> [Prompt] Scan the entries below, and for each line that includes the word "tally", make a copy.

> [Records for this task]
——
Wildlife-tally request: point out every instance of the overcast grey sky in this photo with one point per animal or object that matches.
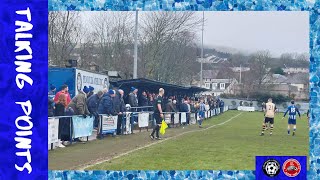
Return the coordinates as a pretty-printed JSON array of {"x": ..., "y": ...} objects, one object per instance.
[{"x": 278, "y": 32}]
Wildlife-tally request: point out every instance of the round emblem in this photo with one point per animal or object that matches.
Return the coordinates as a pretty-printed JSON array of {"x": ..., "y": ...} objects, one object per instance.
[
  {"x": 271, "y": 168},
  {"x": 79, "y": 82},
  {"x": 291, "y": 167}
]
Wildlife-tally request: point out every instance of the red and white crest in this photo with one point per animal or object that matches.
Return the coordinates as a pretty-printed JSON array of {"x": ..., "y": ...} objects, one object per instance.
[{"x": 291, "y": 167}]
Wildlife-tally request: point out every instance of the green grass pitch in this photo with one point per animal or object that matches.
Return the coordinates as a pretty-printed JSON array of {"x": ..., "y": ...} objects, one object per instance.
——
> [Worked solution]
Wildlife-tally request: point out every instance of the overcast grey sky in this photo with one point per animal or object that matches.
Wildlife-tally request: point out every instance of the round emblem in this photo with one point per animal or object that matches.
Wildlife-tally request: point out every instance of the red and white crest in this photo with one point per animal or object that matches.
Wildlife-tally request: point out every instance of the green grass pitch in this photo with one point per animal or object that matches.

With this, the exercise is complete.